- **What you need to do**:
Count the lines in the entries that contain "rock". Say the number and nothing more.

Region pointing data
= Beginning of Section =

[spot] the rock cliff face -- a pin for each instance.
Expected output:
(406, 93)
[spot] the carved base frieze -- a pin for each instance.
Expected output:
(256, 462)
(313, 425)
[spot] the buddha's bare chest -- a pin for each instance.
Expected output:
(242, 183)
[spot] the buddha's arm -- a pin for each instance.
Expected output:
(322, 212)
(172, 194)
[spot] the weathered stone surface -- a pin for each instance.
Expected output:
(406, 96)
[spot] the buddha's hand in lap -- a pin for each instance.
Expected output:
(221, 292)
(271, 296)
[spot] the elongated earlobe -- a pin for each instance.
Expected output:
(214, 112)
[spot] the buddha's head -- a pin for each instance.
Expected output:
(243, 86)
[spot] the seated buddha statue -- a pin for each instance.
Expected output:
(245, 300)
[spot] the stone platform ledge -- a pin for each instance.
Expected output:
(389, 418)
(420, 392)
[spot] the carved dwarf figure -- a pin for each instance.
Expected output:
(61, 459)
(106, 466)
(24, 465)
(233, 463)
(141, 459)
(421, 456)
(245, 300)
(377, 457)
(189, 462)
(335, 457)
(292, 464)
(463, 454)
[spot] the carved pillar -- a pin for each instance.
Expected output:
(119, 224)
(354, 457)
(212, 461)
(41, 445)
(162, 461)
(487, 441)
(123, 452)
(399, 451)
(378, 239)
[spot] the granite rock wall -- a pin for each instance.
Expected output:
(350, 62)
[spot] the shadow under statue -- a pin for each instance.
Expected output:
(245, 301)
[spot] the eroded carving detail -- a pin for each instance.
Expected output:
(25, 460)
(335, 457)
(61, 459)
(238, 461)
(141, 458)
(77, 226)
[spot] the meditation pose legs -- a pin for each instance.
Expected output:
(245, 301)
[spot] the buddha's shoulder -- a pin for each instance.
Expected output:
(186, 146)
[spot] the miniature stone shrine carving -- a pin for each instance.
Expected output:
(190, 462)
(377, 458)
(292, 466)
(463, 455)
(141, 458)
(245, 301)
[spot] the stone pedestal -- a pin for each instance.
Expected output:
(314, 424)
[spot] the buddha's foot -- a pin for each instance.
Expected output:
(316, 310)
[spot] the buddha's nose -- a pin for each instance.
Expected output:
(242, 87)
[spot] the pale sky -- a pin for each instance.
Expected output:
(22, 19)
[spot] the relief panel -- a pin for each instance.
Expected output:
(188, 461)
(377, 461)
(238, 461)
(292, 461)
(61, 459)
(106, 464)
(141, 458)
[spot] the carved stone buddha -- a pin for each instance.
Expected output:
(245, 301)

= End of Section =
= Beginning of Section =

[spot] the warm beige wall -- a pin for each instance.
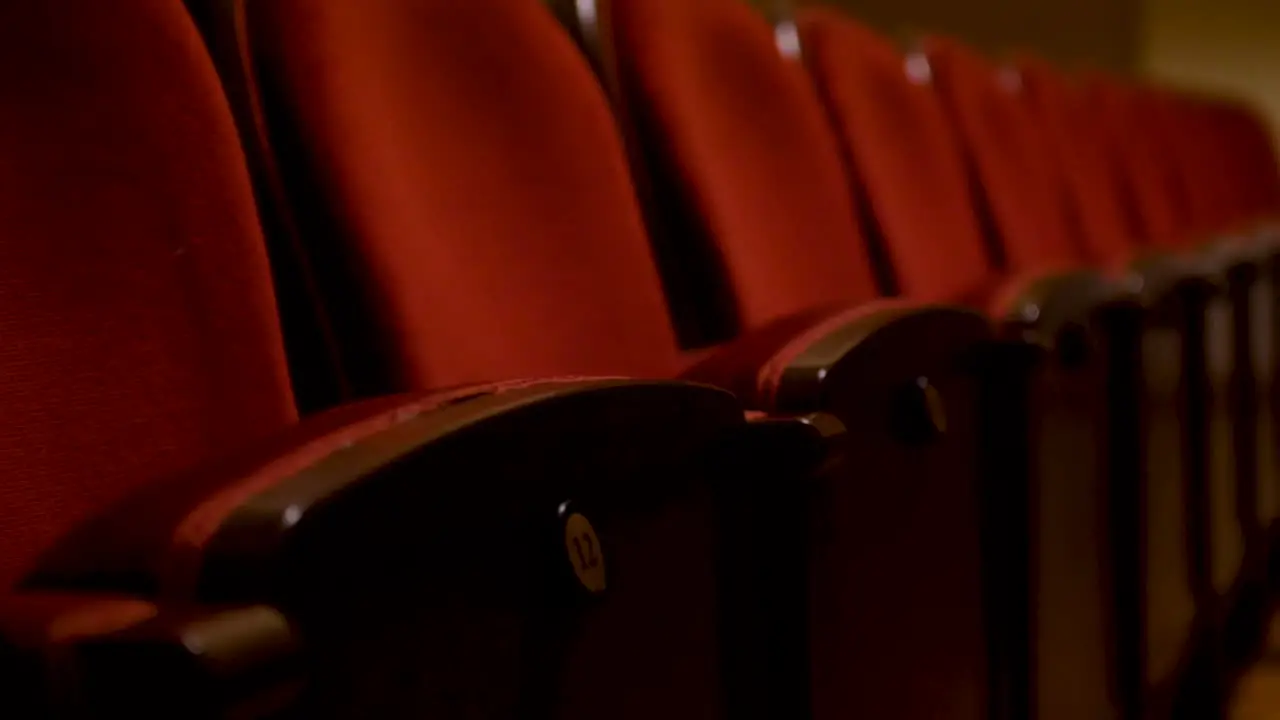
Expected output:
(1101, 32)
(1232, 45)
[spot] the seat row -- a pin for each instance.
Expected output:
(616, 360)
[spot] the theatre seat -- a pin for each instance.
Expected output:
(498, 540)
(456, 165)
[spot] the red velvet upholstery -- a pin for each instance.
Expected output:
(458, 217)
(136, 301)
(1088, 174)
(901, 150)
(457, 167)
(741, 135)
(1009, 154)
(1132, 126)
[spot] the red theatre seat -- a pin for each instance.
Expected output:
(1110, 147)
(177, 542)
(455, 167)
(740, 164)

= End of Section =

- **Output for this task**:
2